* **YOUR TASK**: Can you give every line of the items below as a JSON list of strings, one string per line, with blank lines dropped and the pictures left out?

* **EXTRACTED INFORMATION**:
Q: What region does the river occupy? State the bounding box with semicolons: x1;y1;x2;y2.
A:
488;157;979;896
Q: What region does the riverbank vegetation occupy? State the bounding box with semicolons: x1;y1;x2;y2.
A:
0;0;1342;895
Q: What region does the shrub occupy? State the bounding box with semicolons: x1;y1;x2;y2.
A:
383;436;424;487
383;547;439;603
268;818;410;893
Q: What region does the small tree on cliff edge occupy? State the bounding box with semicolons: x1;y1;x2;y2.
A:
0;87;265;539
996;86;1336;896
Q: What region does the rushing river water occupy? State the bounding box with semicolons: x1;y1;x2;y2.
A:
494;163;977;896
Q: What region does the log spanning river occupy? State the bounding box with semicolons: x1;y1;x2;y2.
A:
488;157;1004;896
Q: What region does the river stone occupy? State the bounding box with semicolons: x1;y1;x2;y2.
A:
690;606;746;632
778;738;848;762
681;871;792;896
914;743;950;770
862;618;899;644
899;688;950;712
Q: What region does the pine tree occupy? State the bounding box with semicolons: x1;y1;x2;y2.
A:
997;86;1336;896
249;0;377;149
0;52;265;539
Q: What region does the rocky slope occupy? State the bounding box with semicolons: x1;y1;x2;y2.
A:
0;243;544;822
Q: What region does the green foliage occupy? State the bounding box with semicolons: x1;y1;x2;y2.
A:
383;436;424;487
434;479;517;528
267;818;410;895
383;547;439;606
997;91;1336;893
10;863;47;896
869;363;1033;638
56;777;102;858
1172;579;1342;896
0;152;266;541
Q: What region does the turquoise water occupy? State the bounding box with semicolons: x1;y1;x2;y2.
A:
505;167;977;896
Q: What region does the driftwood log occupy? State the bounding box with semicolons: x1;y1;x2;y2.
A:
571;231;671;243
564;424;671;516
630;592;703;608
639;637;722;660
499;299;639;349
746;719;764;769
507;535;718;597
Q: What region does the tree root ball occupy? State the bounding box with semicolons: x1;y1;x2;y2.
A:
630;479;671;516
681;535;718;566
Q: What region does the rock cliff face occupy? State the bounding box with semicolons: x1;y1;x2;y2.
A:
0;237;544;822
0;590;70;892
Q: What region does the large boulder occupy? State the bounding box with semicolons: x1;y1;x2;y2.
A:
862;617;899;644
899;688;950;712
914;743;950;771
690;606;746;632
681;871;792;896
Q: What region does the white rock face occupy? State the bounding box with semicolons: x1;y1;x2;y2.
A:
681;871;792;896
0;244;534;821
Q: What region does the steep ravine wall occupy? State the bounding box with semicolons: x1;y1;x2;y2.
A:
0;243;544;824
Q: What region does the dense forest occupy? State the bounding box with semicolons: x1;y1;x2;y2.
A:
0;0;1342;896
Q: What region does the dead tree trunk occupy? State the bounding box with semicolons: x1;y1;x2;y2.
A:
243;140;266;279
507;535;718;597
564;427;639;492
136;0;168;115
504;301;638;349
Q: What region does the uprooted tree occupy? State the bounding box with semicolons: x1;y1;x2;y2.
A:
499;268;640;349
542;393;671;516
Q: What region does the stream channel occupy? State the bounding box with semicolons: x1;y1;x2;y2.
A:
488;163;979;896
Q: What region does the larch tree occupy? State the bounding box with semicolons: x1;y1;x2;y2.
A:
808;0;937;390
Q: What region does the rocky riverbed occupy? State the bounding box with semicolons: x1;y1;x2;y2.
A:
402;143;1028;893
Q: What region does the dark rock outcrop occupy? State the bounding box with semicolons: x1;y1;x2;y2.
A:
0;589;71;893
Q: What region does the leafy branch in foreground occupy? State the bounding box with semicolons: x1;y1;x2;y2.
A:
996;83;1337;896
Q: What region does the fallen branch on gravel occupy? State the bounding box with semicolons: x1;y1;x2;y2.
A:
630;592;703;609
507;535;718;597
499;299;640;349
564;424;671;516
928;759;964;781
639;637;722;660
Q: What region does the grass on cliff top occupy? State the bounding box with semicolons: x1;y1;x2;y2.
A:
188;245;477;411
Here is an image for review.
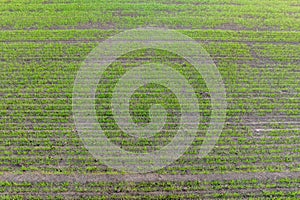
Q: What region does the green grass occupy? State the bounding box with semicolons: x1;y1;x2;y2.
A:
0;0;300;199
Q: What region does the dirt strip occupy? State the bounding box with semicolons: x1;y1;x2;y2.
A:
0;172;300;183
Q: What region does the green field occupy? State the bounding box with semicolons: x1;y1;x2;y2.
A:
0;0;300;199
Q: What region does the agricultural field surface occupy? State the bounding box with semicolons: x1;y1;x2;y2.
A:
0;0;300;200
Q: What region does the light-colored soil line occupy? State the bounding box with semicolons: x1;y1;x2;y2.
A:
0;172;300;183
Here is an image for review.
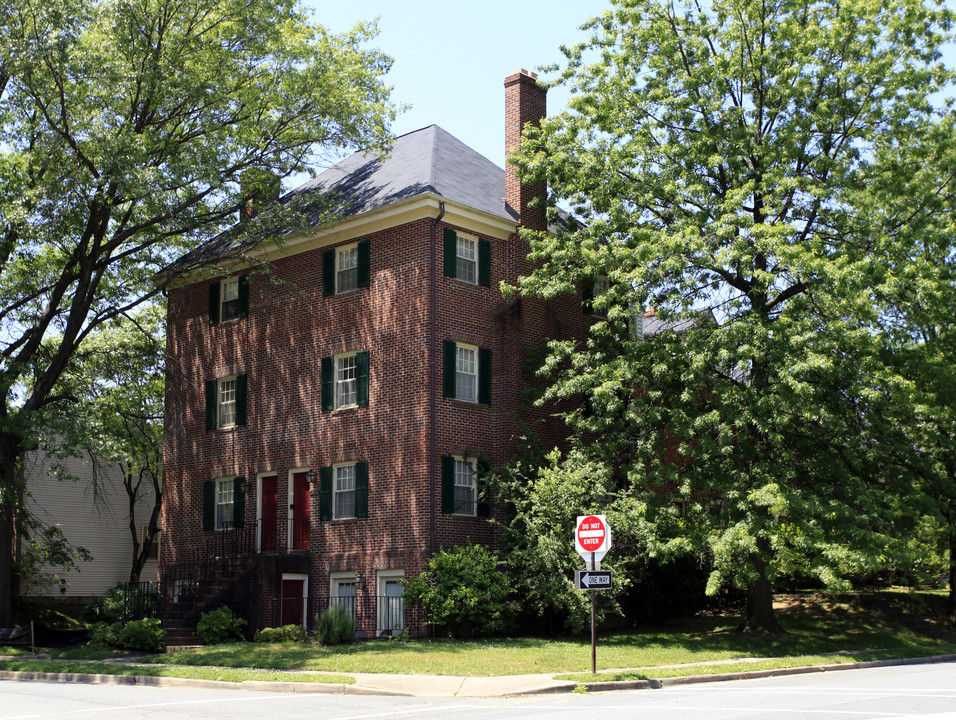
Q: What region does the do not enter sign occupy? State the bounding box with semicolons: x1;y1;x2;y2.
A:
574;515;611;553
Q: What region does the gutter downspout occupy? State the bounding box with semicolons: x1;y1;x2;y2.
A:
426;200;445;557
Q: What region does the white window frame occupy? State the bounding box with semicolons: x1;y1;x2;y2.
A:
329;571;358;617
375;570;405;637
216;477;236;530
455;233;478;285
219;276;239;322
454;455;478;517
332;352;358;410
216;375;239;428
455;343;478;403
332;462;357;520
140;525;163;562
335;243;358;294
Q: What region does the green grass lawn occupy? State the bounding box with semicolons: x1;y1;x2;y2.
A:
0;595;956;680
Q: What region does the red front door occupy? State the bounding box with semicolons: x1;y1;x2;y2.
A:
259;475;279;552
292;472;309;550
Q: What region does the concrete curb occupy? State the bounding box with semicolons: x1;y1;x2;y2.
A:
0;654;956;697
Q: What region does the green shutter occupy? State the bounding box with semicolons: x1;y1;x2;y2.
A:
236;375;248;425
355;460;368;517
322;250;335;295
356;240;372;287
442;340;458;397
478;240;491;287
206;380;219;430
236;275;249;317
232;478;246;528
321;358;335;410
475;458;491;517
581;278;594;315
319;465;332;521
478;348;491;405
209;280;219;325
355;350;368;405
445;228;458;277
202;480;216;532
441;455;455;513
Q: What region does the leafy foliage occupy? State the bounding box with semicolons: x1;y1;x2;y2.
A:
254;625;309;643
315;604;358;646
508;0;952;631
196;605;248;645
0;0;396;625
404;544;514;637
90;618;165;652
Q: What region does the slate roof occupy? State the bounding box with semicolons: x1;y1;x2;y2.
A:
161;125;517;280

* **EXERCISE ANSWER**:
[
  "Q: What region does the river occupy? State the bounding box with semicolons: x1;y1;x2;y2.",
  "A:",
  "488;157;979;896",
  "Q: What region does the riverbank vegetation occupy? State the bounding box with semicolons: x1;y1;x2;y2.",
  "A:",
  "0;0;1342;895",
  "Q: What region does the shrub occupy? State the bounding box with semicolons: x1;y1;x2;y2.",
  "A:",
  "383;436;424;487",
  "383;547;439;603",
  "268;818;410;893",
  "Q: What region does the small tree on cliff edge occupy? State the bounding box with semicolons: x1;y1;x2;y2.",
  "A:",
  "0;87;265;539",
  "996;86;1336;896",
  "Q: What region does the rushing river water occupy? State the bounding box with semicolons: x1;y1;x2;y2.",
  "A:",
  "494;163;977;896",
  "Q: What region does the log spanning river occupy? State the bounding box with semicolons: x1;y1;x2;y2.",
  "A:",
  "488;157;1004;896",
  "Q: What region does the river stone occupy? State the bounding box with semicolons: x1;y1;x2;y2.",
  "A:",
  "690;606;746;632",
  "778;738;848;762",
  "681;871;792;896",
  "914;743;950;770",
  "862;618;899;644",
  "899;688;950;712",
  "Q: What region does the pine tree occupy? State the bounding box with semicolons: x1;y1;x2;y2.",
  "A:",
  "997;86;1336;896",
  "249;0;377;149",
  "0;52;265;539",
  "Q: What region does the rocky slope occupy? State the bounding box with semicolons: x1;y1;x2;y2.",
  "A:",
  "0;243;544;822",
  "Q: What region does the green foliage occupy? State the bounding box with semicolons: x1;y1;x2;y2.",
  "A:",
  "383;436;424;487",
  "434;479;517;528",
  "267;818;410;895",
  "383;547;439;606",
  "997;91;1336;893",
  "10;863;47;896",
  "869;363;1033;638",
  "56;777;102;858",
  "1172;579;1342;896",
  "0;152;266;541",
  "Q: What region does the turquoise water occupy? State the bounding box with semicolons: x1;y1;x2;y2.",
  "A:",
  "505;167;977;896",
  "Q: What region does the driftwood log occupy? State the bounding box with semicolons: x1;y1;x2;y2.",
  "A:",
  "571;231;671;243",
  "564;424;671;516",
  "630;592;703;608",
  "639;637;722;660",
  "499;299;639;349",
  "746;719;764;769",
  "507;535;718;597",
  "Q: What region does the tree root ball occupy? State the bounding box with semicolons: x1;y1;x2;y2.",
  "A:",
  "630;479;671;516",
  "681;535;718;566",
  "Q: What region does the rock cliff face occupy? State the bounding box with semicolons: x1;y1;x2;y2.",
  "A:",
  "0;237;544;822",
  "0;590;70;892",
  "Q: What region does the large boulder occupy? State the bounding box with semicolons: x1;y1;x2;y2.",
  "A:",
  "862;617;899;644",
  "899;688;950;712",
  "914;743;950;771",
  "690;606;746;632",
  "681;871;792;896",
  "Q: What region does the white rock face occupy? State the bounding box with semicolons: x1;y1;x2;y2.",
  "A:",
  "681;871;792;896",
  "0;244;534;821",
  "Q: What region does the steep ravine wall occupy? State the bounding box with semicolons: x1;y1;x2;y2.",
  "A:",
  "0;243;544;824",
  "Q: What region does the dense forest occupy? State the bounding box with semicolons: x1;y1;x2;y2.",
  "A:",
  "0;0;1342;896",
  "Q: What region does the dead tree trunk occupy? State the bounding box with semicolons: x1;y1;x2;y2.",
  "A:",
  "243;140;266;279",
  "507;535;718;597",
  "564;427;639;492",
  "136;0;168;115",
  "504;301;638;349",
  "Q: What region does the uprooted tree occupy? State the bounding box with semicolons: x1;y1;x2;y2.",
  "A:",
  "499;268;640;349",
  "542;393;671;516",
  "Q: What region does the stream channel occupy? State the bounding box with semicolons: x1;y1;x2;y2.",
  "A:",
  "488;163;979;896",
  "Q: What region does the larch tree occupy? State the bounding box with semicolons: x1;y1;x2;y2.",
  "A:",
  "808;0;937;390",
  "Q: What region does the rocky riverbed occupy? State the bounding box with semicolons: x1;y1;x2;y2.",
  "A:",
  "402;143;1028;893",
  "Q: What region does the dark rock outcrop occupy? State the bounding box with semicolons: x1;y1;x2;y2.",
  "A:",
  "0;589;71;893",
  "Q: What region does the leafy branch in foreground occupy? State the bounding box with semicolons: x1;y1;x2;y2.",
  "A:",
  "996;83;1337;896",
  "Q: What region does the fallen branch on gravel occupy? State the bounding box with semicolons: x1;y1;x2;y2.",
  "A:",
  "630;592;703;609",
  "507;535;718;597",
  "499;299;640;349",
  "564;424;671;516",
  "928;759;964;781",
  "639;637;722;660",
  "Q: What region does the grass on cliff top occupy? State the bounding box with semicolons: x1;y1;x2;y2.",
  "A:",
  "188;245;477;411",
  "Here is an image for review.",
  "Q: What region does the green grass occupy? State the bounding box with semicolons: x1;y1;x2;y2.",
  "A:",
  "0;0;300;199",
  "Q: What region does the dirt strip occupy? State the bounding box with semicolons: x1;y1;x2;y2.",
  "A:",
  "0;172;300;183",
  "Q: What region does the green field occupy? State the bounding box with semicolons: x1;y1;x2;y2.",
  "A:",
  "0;0;300;199",
  "Q: What region does the agricultural field surface occupy? State the bounding box with semicolons: x1;y1;x2;y2.",
  "A:",
  "0;0;300;200",
  "Q: What region does the light-colored soil line occupy? State the bounding box with semicolons: x1;y1;x2;y2.",
  "A:",
  "0;172;300;183",
  "Here is an image for review.",
  "Q: What region does the do not enter sign occupy? State the bounding box with semicolons: x1;y1;x2;y2.",
  "A:",
  "574;515;611;553",
  "Q: What region does the gutter downspout occupy? State the bounding box with semicolons: x1;y1;x2;y2.",
  "A:",
  "426;200;445;557",
  "Q: What region does the white window frame occupy? State the bounding box with semicolons: x1;y1;x2;y2.",
  "A:",
  "329;571;358;617",
  "375;570;405;637",
  "216;477;236;530",
  "455;233;478;285",
  "219;276;239;322",
  "454;455;478;517",
  "332;352;358;410",
  "216;375;239;428",
  "455;343;478;403",
  "332;462;357;520",
  "140;525;163;562",
  "335;243;358;294",
  "Q: What region does the green grass lawn occupy? State the bounding box with semicolons: x1;y1;x2;y2.",
  "A:",
  "0;595;956;680",
  "Q: What region does the red front door occupy? State the bounding box with semicolons: x1;y1;x2;y2.",
  "A:",
  "259;475;279;552",
  "292;472;309;550",
  "Q: What region does the concrete curb occupy? State the bounding box with semicolons: x1;y1;x2;y2.",
  "A:",
  "0;654;956;697",
  "Q: What region does the green shutter occupy? State the bounding box with semicolons: x1;y1;x2;y2.",
  "A:",
  "236;375;248;425",
  "355;460;368;517",
  "322;250;335;295",
  "356;240;372;287",
  "442;340;458;397",
  "478;240;491;287",
  "206;380;219;430",
  "236;275;249;317",
  "232;478;246;528",
  "321;358;335;410",
  "475;458;491;517",
  "581;278;594;315",
  "319;465;332;521",
  "478;348;491;405",
  "209;280;219;325",
  "355;350;368;405",
  "445;228;458;277",
  "202;480;216;532",
  "441;455;455;513",
  "Q: What region does the leafy foliage occupy? State the bounding box with semicolons: x1;y1;x2;y2.",
  "A:",
  "254;625;309;643",
  "315;604;358;646",
  "508;0;952;631",
  "196;605;248;645",
  "0;0;396;625",
  "404;544;514;637",
  "90;618;165;652",
  "Q: What region does the slate roof occupy? State the bounding box with semicolons: x1;y1;x2;y2.",
  "A:",
  "161;125;517;280"
]